== What you are asked to do ==
Extract every line of the material that contains the string "Query", matching case exactly.

== Supplied data ==

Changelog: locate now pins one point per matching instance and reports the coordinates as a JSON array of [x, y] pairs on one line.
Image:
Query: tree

==

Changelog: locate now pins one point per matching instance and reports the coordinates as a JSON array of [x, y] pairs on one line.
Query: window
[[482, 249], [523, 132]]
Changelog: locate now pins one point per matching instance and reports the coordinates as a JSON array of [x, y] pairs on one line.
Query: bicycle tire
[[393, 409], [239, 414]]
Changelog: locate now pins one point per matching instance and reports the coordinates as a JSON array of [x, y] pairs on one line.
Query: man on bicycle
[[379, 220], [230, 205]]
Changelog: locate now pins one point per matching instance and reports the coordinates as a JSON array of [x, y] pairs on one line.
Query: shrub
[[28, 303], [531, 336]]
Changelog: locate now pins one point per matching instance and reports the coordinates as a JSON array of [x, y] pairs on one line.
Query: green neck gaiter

* * *

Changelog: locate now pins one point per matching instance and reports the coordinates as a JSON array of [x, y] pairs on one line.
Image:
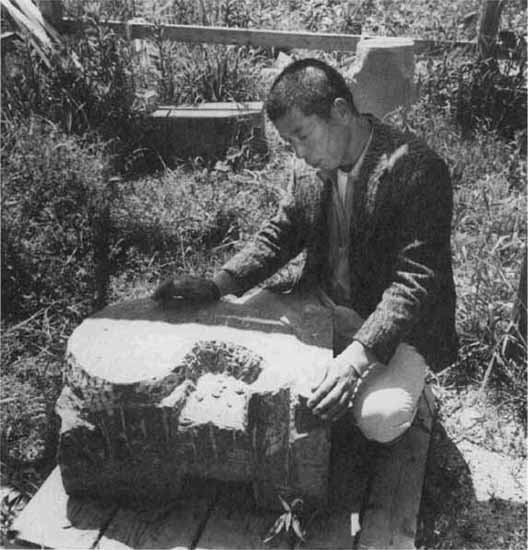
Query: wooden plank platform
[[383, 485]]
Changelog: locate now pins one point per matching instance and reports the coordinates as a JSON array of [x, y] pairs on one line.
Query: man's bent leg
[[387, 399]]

== Result ==
Query: tree
Query: window
Query: bicycle tire
Query: man on bicycle
Query: shrub
Query: green neck gaiter
Query: wooden plank platform
Query: man's bent leg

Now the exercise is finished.